* [TEXTE SOURCE]:
Roch Hachana et Yom Kippour dans une synagogue prolétarienne :

on peut s’en remettre pleinement au Rav

     Il me semble que les événements suivants se sont également déroulés au cours de cette année 1935. A l’époque, il ne restait, dans notre ville, que deux petites maisons d’étude, l’une à la périphérie de la ville et l’autre au centre-ville. Cette dernière n’avait pas été réquisitionnée par les autorités parce que ses fondateurs et ceux qui y priaient étaient des ouvriers et des artisans.

     C’est donc dans cette synagogue que le Rav priait. Elle était gérée par un tailleur, son responsable était un cordonnier et ceux qui y priaient, pour la plupart, avaient des métiers similaires. C’est là que ces responsables exerçaient leur petite autorité et ils le faisaient en fonction des moyens dont ils disposaient.

     Dès que Schneerson commença à prier là-bas, de nombreuses personnes, qui occupaient des fonctions totalement différentes, se mirent, à leur tour, à fréquenter l’endroit du fait de sa présence. Dès lors, la tâche devint beaucoup plus difficile pour les dirigeants qui étaient en place. Malgré cela, il était indispensable que ceux-ci conservent leurs fonctions, afin que la synagogue conserve une obédience prolétarienne. On pourrait rapporter certains faits curieux sur leur manière de la diriger, mais cela importe peu.

     En tout état de cause, pour tout ce qui concernait le Rav, ils lui manifestaient un grand respect et ils se soumettaient pleinement à son autorité. Au préalable, ils ne le connaissaient pas, mais, après avoir fait sa connaissance, ils avaient déclaré :

« Il semble que ce Rav soit un homme bon, très sérieux. Et, l’on voit bien qu’il ne collabore pas avec les bourgeois. On peut donc s’en remettre pleinement à lui ».

Les officiants de Roch Hachana et Yom Kippour

     A l’époque, en Russie, il n’y avait pratiquement pas d’officiants professionnels. En revanche, pour le mois de Tichri, il y avait de nombreuses personnes qui connaissaient la musique juive ou bien le rituel de la prière. De façon générale, il s’agissait de fonctionnaires dans les organismes d’état, qui avaient droit à un mois de congé et qui s’efforçaient de le prendre en Tichri. D’ordinaire, ceux-ci s’efforçaient de se rendre dans une autre ville que celle de leur résidence. Là, ils louaient leurs services pour officier, à Roch Hachana et à Yom Kippour.

     Ces officiants exprimaient, dans leur prière, tout ce qu’ils avaient dans le cœur, tout ce qui s’y était accumulé pendant l’année. En échange de leur prestation, on leur versait une coquette somme, mais on le faisait en cachette. Officiellement, on ne leur accordait qu’un salaire minimal, afin qu’ils n’aient pas d’impôts à payer, conformément aux lois qui étaient en vigueur, là-bas.

     Deux hommes de Moscou venaient à Yekatrinoslav, dans ce but, pour Roch Hachana, Yom Kippour et Soukkot. L’un était chanteur d’opéra, pendant le reste de l’année et il était considéré comme l’un des meilleurs artistes. Sa manière de s’habiller et son apparence générale étaient effectivement celles qui avaient cours chez les artistes, là-bas.

* [DONNÉES FOURNIES]:
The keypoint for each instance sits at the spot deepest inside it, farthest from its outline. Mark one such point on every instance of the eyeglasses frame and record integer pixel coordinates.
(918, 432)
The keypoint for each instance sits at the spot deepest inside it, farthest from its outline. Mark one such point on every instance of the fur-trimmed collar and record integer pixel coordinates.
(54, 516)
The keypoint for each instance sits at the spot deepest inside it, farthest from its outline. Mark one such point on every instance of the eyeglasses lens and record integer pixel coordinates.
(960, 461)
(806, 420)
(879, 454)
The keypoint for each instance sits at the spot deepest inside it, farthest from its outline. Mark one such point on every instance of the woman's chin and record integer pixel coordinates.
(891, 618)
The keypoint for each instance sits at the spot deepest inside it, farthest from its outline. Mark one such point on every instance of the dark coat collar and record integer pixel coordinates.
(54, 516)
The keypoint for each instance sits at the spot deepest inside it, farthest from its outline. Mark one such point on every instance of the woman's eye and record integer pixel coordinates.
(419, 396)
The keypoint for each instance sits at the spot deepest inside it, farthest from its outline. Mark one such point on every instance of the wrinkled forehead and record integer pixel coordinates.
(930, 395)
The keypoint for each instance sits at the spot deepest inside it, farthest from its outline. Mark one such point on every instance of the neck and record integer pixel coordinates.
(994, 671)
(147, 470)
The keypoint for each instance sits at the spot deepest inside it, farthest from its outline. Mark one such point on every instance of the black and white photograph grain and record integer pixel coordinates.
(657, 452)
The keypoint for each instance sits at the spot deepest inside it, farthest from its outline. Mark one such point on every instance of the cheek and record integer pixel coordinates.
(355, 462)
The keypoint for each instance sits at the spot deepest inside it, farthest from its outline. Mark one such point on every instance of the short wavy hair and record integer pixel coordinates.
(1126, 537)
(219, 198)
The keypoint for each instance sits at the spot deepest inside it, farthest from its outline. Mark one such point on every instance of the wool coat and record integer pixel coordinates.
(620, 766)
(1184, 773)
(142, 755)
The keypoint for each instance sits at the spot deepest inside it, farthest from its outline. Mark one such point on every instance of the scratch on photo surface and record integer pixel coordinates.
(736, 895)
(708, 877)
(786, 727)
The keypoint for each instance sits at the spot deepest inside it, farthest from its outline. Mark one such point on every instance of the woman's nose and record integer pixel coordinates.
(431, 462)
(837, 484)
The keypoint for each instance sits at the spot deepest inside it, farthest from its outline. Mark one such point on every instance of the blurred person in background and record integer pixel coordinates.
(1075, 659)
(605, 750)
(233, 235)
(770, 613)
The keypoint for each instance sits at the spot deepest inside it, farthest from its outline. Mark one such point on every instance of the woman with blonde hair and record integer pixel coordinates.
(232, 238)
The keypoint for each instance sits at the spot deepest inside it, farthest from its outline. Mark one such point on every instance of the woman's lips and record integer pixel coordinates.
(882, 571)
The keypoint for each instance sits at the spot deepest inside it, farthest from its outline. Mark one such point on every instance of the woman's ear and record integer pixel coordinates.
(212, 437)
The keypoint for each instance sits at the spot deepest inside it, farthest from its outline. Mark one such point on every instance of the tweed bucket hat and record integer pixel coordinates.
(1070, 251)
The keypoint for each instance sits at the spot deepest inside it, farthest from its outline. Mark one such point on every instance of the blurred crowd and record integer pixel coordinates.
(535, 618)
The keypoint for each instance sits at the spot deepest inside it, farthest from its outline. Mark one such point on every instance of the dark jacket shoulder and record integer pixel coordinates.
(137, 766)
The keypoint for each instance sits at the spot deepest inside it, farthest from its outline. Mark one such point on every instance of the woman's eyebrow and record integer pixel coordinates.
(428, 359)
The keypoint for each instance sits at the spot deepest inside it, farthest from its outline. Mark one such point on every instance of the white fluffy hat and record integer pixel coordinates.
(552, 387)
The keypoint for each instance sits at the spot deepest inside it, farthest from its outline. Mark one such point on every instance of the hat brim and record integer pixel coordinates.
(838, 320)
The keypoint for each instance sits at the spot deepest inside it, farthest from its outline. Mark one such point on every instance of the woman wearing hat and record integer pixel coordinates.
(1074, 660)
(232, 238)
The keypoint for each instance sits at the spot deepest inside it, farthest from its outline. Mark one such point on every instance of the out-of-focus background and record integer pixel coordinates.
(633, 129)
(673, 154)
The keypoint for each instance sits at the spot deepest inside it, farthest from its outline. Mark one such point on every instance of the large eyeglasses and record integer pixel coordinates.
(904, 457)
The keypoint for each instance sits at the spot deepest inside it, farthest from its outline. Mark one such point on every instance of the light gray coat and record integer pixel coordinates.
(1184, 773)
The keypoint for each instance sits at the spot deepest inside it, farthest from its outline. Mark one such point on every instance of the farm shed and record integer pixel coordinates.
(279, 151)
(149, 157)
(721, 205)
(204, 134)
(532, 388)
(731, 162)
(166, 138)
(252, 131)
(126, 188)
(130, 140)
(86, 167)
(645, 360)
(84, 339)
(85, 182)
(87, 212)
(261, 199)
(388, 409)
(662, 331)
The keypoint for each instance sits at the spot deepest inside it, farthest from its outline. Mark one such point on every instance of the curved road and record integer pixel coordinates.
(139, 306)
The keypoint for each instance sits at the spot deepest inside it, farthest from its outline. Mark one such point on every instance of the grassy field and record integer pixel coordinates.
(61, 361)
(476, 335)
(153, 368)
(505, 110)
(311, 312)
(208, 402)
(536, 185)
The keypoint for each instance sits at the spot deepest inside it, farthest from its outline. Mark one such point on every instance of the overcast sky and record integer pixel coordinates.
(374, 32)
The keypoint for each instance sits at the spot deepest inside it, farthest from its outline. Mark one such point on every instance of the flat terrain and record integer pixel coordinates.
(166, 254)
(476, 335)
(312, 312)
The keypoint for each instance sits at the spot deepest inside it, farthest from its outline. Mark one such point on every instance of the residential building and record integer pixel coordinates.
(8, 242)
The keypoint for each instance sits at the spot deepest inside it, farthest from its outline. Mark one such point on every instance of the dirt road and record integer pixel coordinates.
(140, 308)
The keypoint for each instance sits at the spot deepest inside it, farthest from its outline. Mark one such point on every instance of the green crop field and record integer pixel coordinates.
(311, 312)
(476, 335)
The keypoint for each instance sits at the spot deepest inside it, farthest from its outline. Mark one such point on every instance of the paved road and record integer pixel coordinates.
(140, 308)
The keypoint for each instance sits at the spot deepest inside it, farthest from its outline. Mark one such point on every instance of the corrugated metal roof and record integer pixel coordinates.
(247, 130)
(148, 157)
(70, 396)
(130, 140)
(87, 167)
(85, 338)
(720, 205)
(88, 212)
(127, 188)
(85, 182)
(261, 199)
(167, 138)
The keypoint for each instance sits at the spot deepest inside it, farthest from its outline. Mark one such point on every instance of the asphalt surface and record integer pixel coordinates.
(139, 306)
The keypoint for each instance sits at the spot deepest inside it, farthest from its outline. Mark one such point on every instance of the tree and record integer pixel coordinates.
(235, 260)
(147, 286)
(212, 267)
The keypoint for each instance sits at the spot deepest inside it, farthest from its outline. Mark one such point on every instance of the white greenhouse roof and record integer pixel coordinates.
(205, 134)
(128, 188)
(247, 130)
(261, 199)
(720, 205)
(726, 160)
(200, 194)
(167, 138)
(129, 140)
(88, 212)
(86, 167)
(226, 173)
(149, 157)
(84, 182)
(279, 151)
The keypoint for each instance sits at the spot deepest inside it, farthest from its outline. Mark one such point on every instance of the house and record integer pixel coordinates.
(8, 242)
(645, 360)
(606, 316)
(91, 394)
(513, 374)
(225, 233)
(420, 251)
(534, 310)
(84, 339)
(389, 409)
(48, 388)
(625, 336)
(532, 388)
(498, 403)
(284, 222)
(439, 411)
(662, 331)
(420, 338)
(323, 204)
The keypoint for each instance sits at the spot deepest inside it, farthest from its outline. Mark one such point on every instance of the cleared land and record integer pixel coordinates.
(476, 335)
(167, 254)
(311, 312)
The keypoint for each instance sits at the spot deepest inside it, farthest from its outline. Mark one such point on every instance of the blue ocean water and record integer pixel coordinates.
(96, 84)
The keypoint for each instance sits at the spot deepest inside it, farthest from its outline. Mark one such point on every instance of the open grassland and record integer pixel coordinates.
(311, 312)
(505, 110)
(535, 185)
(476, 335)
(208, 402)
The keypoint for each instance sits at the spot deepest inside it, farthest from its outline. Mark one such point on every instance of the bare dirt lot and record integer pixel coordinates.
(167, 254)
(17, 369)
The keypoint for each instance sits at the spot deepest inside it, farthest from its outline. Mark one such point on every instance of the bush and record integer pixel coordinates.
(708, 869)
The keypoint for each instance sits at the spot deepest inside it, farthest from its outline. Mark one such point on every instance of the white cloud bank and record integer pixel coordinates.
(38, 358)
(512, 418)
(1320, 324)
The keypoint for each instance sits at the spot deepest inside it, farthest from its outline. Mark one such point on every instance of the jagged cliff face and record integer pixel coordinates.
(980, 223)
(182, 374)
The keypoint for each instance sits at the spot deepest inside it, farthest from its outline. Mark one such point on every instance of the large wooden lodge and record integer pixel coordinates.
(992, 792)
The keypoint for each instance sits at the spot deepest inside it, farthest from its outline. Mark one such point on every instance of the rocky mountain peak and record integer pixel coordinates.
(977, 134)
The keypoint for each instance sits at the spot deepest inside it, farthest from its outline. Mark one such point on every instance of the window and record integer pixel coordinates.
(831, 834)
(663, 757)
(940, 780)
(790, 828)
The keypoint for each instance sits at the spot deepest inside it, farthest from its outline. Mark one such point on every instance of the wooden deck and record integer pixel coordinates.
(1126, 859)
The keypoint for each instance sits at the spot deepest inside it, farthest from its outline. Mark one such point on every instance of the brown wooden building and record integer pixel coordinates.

* [TÂCHES ET EXERCICES]:
a) Relevez toutes les fêtes juives citées dans le récit sur la synagogue prolétarienne.
b) Poursuivez le récit sur la synagogue prolétarienne juste après sa dernière phrase.

* [RÉPONSES PAR TÂCHE]:
a) Roch Hachana, Yom Kippour, Soukkot

b)
     L’autre homme, arrivé avec lui, ressemblait à un officiant plus traditionnel. Pendant le reste de l’année, il était comptable, dans une administration. Il était doué pour le chant et il possédait, en outre, quelques connaissances de Torah. C’était un descendant du Rav de Slovita(221).

     Il me semble que l’artiste était un descendant de Rabbi Avraham l’ange(222), qui est enterré à Pastov, près de Kiev. Son nom était Lieber et, d’après ses dires, c’était aussi le second prénom de son aïeul(223). Son visage était grimé et il n’avait pas de moustache, mais il relatait des récits qu’il avait entendus de son grand-père ou, plus généralement, des récits de ‘Hassidim, avec un cœur brisé, comme un véritable ‘Hassid.

     Les deux officiants indiquèrent qu’ils souhaitaient que leur prière et leur vie, en général, pendant ce mois de Tichri, s’insèrent dans un environnement juif. A Moscou, ils avaient eu connaissance de l’attitude de Schneerson, à l’époque. Ils avaient alors pris la décision de venir à Yekatrinoslav.

     En arrivant dans la ville, les deux s’étaient adressés directement à Schneerson, afin qu’il leur indique comment obtenir un salaire, en échange de leurs services, mais aussi pour qu’il les aide à mettre en éveil et à renforcer, par leurs prières, les sentiments juifs que les autorités voulaient alors faire disparaître. De fait, ils précisèrent :

« Rav, c’est pour cela que nous sommes venus chez vous ! ».

     Ces hommes ont donc été engagés pour officier, bien entendu, dans la synagogue en laquelle mon mari priait à Roch Hachana, à Yom Kippour et à Soukkot. Ma capacité de rédiger est trop pauvre pour décrire l’ambiance et l’émotion qui régnaient, à la synagogue, pendant ces jours-là, sous l’influence du Rav et des officiants.

Ce que sont les Juifs

     Nombreux étaient ceux qui devaient aller travailler également à Roch Hachana et à Yom Kippour. Schneerson avait donc instauré, pour eux, un « premier office », c’est ainsi qu’il était appelé. Cet office s’achevait à huit heures du matin et ceux qui y priaient quittaient ensuite la synagogue, pour se rendre à leur travail.

     Il y avait aussi un tel office à Yom Kippour, mais, ce jour-là, ceux qui quittaient leur travail ne rentraient pas directement chez eux. Ils retournaient, au préalable, à la synagogue et ils y parvenaient pour la prière de la Neïla. Pendant cette prière, la synagogue était bondée. En outre, de nombreuses personnes étaient alors rassemblées dans la rue.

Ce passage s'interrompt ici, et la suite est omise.